- Page excerpt
--

Why Ford and GM’s Pivot to Battery Storage Could Change the Future of US Automaking

Ford and GM, two titans of the American auto industry, are pressing the brakes on their ambitious electric vehicle (EV) dreams and accelerating into a new lane: large-scale battery energy storage. At first glance, this shift might look like simple corporate maneuvering, but the reality reveals deeper industry currents and a fascinating intersection of technology, policy, and Wall Street appetite.

Ford and GM pivot to battery energy storage business

Ford’s creation of the Ford Energy subsidiary and GM’s collaborations with battery recycling and energy storage players mark a dramatic rethinking of what it means to be an automaker in 2026. Instead of betting the farm on EVs—a market segment battered by political headwinds, thin margins, and shifting consumer demand—the Detroit giants are seeking new profit in the rapidly growing world of grid-scale battery storage.

Article image 1

Why This Matters

  • Automakers are leveraging their battery expertise to serve a surging energy storage market, a sector turbocharged by the explosive growth of AI and its insatiable data center energy demands.
  • Federal incentives and policy shifts have made battery storage more attractive than EVs—especially after recent GOP-led legislation cut support for electric vehicle sales but left commercial battery storage tax credits intact.
  • The move could reshape the US energy infrastructure, as batteries become a crucial tool for stabilizing power grids strained by renewable energy and digital infrastructure.

What Most People Miss

  • This isn’t just about EV fatigue. The pivot to battery storage is also about diversifying revenue streams and escaping the cutthroat, low-margin nature of auto manufacturing.
  • Automakers can capitalize on existing battery manufacturing capacity that would otherwise be underutilized due to slower EV adoption.
  • Tesla, often seen as the pioneer in EVs, has quietly built a sizable energy storage business (Powerwall and Megapack), setting a precedent others are now racing to follow.

Key Takeaways

  • Ford’s stock price jumped 13% on news of its energy storage pivot—Wall Street clearly sees the upside.
  • At least 11 US battery plants are being retooled for energy storage, with 8 located in the US, according to BloombergNEF. This is a large-scale industrial shift, not a speculative side project.
  • The battery storage market is increasingly driven by the needs of AI-powered data centers, which require reliable, flexible power solutions for both operations and cooling.

Industry Context & Comparisons

  • Policy Influence: Battery storage projects benefit from federal tax incentives, while EV sales support is waning—this is a direct result of political winds changing in Washington.
  • Profitability: Ford CEO Jim Farley labeled battery storage as a “high-margin opportunity”—a rare bright spot compared to the thin profits typical of auto sales.
  • Global Partnerships: Ford’s ongoing partnership with Chinese battery giant CATL and GM’s work with Redwood Materials/LG Energy Solution show how automakers are leveraging global supply chains and expertise.
  • Not Just Ford & GM: Stellantis and Samsung SDI are also in the game, though Stellantis is reportedly reconsidering its investment due to mounting EV losses.

--

According to the article on Ford and GM's shift to battery storage, why has federal policy made battery storage more attractive than EVs? Answer in one to three sentences. The entries are not needed and can be ignored.

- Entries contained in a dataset
--

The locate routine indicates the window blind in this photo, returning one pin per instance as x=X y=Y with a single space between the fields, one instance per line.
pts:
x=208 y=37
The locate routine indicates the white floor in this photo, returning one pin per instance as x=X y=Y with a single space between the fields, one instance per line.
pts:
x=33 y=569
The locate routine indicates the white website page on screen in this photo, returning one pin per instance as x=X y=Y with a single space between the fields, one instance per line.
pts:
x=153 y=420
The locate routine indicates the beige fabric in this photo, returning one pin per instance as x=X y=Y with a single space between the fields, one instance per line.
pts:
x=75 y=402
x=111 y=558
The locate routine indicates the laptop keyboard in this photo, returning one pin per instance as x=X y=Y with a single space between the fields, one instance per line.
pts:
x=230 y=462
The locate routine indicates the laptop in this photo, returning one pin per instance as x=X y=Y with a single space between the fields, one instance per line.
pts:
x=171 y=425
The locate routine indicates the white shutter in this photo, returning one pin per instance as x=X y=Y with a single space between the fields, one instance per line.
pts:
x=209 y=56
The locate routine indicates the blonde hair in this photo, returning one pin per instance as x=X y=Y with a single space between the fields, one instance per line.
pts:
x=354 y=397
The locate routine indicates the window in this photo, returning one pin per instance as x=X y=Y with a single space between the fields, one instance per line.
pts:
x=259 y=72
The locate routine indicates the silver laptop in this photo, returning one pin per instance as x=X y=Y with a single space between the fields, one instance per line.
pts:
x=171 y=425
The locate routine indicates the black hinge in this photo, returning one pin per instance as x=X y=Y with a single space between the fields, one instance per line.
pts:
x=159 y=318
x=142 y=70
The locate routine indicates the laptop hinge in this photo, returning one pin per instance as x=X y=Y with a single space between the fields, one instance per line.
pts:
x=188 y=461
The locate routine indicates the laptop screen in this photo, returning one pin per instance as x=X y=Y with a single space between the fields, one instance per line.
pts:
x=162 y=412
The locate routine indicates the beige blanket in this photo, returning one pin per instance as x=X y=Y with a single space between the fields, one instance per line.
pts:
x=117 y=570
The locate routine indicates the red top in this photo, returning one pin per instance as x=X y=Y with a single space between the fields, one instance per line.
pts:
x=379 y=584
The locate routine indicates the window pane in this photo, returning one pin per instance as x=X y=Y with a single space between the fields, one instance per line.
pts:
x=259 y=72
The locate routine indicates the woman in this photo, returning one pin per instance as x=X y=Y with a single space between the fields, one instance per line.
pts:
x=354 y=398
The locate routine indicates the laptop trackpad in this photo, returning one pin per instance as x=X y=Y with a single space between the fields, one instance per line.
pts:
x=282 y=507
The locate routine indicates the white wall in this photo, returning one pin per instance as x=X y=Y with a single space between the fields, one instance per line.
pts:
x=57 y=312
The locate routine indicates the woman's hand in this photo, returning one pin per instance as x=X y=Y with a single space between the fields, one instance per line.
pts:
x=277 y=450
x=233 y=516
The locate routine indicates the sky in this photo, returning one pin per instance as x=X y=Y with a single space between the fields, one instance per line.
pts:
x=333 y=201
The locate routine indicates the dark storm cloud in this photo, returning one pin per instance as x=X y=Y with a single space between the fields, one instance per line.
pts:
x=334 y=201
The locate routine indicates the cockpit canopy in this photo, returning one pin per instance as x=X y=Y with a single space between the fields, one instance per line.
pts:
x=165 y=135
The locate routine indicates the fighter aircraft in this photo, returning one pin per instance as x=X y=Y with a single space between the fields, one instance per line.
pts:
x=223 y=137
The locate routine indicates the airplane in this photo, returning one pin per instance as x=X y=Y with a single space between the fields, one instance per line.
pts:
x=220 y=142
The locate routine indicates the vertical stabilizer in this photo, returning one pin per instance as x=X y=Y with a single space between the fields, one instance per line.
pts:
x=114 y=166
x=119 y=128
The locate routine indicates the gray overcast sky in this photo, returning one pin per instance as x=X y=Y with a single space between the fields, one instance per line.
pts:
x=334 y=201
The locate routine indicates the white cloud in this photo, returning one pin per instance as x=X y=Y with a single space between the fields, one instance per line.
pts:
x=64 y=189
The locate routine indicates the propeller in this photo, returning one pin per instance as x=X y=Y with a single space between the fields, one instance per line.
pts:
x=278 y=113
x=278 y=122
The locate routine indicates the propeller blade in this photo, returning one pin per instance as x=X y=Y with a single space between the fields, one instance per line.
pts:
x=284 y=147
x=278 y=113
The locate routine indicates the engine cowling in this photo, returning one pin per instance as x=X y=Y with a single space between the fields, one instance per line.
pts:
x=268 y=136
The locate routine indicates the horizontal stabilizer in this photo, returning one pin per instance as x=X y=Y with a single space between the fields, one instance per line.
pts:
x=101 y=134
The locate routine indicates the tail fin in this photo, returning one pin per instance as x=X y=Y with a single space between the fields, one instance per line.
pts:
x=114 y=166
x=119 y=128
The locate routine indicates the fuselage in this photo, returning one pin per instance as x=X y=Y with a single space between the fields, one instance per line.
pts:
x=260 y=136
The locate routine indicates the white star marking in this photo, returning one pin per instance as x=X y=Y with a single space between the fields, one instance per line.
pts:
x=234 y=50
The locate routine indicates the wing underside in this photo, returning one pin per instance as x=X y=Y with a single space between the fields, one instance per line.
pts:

--

- Reply to the exercise
Recent GOP-led legislation cut support for electric vehicle sales but left the tax credits for commercial battery storage intact. Battery storage projects therefore still benefit from federal incentives while support for EV sales is waning.